*What the task asks*. Continue the baseball fan post from where it stops, picking up after its final line.

*Supplied passage*.
Thursday, July 17, 2014

How Many Fans Does Each MLB Team Have?

This week, Harris Interactive came out with its annual baseball poll. Among many interesting findings (thoughts on instant replay, the racial and gender breakdown of MLB fans, etc.), the poll ranks franchises in order of their popularity with the public. (Some team from New York is number one.) What it doesn't do, much to my disappointment, is give us hard numbers on how popular each team is. Even with a sample size of 2,241 adults, it's impossible to get a large enough data set to be meaningful when there are 30 possible answers. Still, it would be nice to know—how far ahead are the Yankees, at number one, from the Red Sox at number two? Are we talking 25% support nationwide for the third-place Giants, or closer to 6%? Are there actual real live Miami Marlins fans out there? These are the burning questions.

*Given information*.

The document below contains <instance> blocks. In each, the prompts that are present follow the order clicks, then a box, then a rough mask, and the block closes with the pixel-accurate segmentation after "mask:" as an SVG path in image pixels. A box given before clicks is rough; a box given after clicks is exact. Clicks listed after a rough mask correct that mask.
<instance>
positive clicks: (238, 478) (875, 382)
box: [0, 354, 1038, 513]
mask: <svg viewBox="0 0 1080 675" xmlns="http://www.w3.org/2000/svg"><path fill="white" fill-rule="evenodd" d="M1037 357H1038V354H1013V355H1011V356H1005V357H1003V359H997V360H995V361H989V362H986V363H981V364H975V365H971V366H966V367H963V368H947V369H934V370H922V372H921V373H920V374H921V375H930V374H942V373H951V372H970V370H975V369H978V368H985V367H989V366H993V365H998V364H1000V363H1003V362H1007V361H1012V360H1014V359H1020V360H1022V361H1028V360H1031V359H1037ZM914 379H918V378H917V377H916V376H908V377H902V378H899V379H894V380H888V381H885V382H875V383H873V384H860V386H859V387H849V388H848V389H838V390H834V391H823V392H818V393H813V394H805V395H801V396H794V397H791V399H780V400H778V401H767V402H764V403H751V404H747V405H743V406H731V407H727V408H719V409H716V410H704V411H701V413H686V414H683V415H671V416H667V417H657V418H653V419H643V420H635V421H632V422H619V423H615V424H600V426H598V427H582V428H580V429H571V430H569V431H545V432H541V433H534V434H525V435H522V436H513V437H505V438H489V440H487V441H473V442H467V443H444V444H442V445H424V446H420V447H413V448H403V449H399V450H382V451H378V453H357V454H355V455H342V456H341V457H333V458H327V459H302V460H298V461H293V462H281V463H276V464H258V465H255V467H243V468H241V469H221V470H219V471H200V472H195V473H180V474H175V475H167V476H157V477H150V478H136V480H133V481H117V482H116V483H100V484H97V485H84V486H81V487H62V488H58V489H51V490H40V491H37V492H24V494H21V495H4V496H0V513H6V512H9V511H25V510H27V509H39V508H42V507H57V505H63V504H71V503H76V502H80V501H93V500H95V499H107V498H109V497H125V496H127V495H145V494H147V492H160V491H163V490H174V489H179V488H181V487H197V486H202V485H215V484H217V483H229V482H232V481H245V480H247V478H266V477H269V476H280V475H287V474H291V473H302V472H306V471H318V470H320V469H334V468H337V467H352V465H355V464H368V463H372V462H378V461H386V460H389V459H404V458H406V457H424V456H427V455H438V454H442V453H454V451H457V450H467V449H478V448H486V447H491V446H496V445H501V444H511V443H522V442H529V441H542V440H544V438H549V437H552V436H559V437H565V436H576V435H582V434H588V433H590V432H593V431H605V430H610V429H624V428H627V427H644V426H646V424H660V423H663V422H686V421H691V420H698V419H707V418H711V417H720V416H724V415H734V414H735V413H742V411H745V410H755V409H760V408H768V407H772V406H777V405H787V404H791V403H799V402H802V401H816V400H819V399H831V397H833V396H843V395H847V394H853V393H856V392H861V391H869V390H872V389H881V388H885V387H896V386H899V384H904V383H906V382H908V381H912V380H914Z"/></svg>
...
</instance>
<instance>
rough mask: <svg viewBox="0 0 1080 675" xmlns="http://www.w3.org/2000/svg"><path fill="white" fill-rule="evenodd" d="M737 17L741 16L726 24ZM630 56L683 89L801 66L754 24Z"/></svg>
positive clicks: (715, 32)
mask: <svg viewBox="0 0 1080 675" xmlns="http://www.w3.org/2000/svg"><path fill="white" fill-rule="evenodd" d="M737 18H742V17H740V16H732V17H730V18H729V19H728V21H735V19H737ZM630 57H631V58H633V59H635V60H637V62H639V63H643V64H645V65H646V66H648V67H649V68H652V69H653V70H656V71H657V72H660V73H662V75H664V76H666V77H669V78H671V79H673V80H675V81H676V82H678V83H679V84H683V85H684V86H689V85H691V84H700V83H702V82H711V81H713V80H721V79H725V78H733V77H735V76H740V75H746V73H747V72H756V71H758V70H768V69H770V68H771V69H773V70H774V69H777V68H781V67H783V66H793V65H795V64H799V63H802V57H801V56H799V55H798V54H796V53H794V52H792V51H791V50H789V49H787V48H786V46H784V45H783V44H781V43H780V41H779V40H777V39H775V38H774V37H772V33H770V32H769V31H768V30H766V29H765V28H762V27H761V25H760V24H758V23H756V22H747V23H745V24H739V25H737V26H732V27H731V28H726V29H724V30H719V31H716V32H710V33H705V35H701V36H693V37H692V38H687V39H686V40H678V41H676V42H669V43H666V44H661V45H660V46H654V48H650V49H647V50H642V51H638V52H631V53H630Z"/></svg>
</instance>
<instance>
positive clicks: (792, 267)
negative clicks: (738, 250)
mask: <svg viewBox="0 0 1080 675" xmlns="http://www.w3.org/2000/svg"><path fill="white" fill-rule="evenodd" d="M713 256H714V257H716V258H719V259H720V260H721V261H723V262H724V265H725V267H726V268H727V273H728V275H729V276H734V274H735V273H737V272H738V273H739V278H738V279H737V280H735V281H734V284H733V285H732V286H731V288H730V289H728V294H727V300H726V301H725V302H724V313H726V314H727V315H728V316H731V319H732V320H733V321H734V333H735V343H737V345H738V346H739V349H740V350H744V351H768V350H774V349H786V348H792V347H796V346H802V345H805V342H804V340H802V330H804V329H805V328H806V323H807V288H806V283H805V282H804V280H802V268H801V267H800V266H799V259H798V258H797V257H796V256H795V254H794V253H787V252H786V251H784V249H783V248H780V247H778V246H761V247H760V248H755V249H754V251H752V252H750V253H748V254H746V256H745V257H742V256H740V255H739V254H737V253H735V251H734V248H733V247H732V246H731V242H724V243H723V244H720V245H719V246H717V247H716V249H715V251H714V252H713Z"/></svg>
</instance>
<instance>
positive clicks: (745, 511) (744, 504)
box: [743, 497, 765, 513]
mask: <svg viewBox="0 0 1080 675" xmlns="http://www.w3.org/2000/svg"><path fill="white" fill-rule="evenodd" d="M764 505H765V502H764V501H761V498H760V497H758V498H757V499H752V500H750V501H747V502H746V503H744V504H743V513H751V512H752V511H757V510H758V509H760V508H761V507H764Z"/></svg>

*Task output*.
These ponderings become relevant every year around this time when America votes on whom to send to the All-Star Game. Especially for the Final Vote, a strong regional base of support is as important to winning an All-Star berth as a GOP primary. MLB's county-by-county results maps confirm that geography is destiny; the candidates with the ties to the nation's most populous areas always seem to win. Is it really any wonder that this year's Final Vote winners both hail from Chicagoland, or that last year's had the Deep South and an entire country to themselves?

This got me wondering—what are most powerful voting blocs in baseball? Which teams own the most turf, or hold sway over the most people? We know this generally, of course, thanks to measures like the Harris poll. But to my knowledge, no one has ever undertaken the ambitious project to quantify how many millions of fans each team has. What team has the largest fan base—and how large is it?

Ultimately, the question is unanswerable—at least until the U.S. Census starts asking about baseball fandom. But we can approximate using two data sets that I know are out there: Facebook data and polling data.

Facebook data simply means people who have "liked" a given Major League team on Facebook. Facebook provided this data to the New York Times, where the Upshot created a amazing tool showing fandom by geography. Their map includes the top three teams, by percentage of MLB team "likes," by county and even down to zipcode. It's a beautiful and rich data set, but it's not perfect for our purposes.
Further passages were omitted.